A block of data
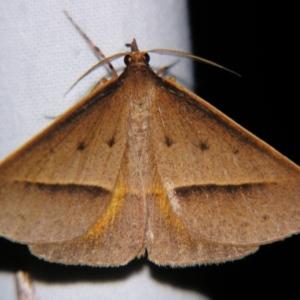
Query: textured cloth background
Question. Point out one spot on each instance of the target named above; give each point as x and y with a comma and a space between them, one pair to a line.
41, 55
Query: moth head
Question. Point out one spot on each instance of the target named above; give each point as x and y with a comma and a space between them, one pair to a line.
136, 56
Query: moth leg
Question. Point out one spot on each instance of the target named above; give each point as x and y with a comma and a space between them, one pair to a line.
25, 288
100, 82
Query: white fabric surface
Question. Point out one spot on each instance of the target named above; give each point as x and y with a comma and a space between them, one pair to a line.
41, 55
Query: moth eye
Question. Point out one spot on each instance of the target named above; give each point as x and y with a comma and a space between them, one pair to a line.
147, 57
127, 59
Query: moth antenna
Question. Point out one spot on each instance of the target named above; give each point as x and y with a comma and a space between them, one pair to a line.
133, 46
94, 67
187, 55
94, 47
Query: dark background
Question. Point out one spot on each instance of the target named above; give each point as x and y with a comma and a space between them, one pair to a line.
255, 39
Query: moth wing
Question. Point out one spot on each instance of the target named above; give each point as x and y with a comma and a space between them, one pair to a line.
223, 184
70, 184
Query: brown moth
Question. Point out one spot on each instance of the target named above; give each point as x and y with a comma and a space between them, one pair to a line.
143, 165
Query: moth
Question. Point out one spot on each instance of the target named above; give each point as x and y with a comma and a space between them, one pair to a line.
143, 166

• **WRITTEN REQUEST**:
Update the entries above by replacing every "moth" with "insect" and keeping everything else unchanged. Leave the pictures out of your answer.

• **RESPONSE TO THE TASK**:
Query: textured cloth background
Question. Point out one spot on each instance of the target named above; give each point as x and y with a comma and a space between them, one pair to a line.
41, 55
Query: insect head
Question. Point out one spot on each instance of the target named above; give each point as x and y with a comma and a space between them, one pair to a line.
136, 56
Query: insect leg
Question. Point out one spot on each instance of the target named above; give each point as x and y with a comma and a space between them, one pair to a line.
25, 288
100, 82
Query: white fabric surface
Question. Point out one spot on each instance of the target named above; give each point as x and y with a comma and a space between them, one pair to a line.
41, 55
Query: insect eye
Question. Point out one spot on each instance of the target named above; give each point as x and y with a comma and a space between them, one pair to a line.
147, 57
127, 59
Query: insect antenna
Question. Point out one spot on each instance of the target named above; give each point as x and y with a comma and a space between them, one pair to a line.
133, 46
94, 67
187, 55
94, 47
Query: dark background
Question. Point out one spot on each instance of the target named above; give each point as x and y with a comma and a space between them, one pair to a line.
255, 39
Query: insect wing
Question. Point out one spot on each instance of the target named above; give each point as x and y with a comma and a space between them, one pair to a line.
223, 184
70, 184
Query: brown insect
Question. Point out one spot on each instance of the target named above; give each point as x and y with a comma and a space between them, one pair to a line.
143, 165
Query: insect
Question. Point out one spot on each instance of the target named above; give each point as x and y with a comma and a space between them, one pair to a line.
143, 166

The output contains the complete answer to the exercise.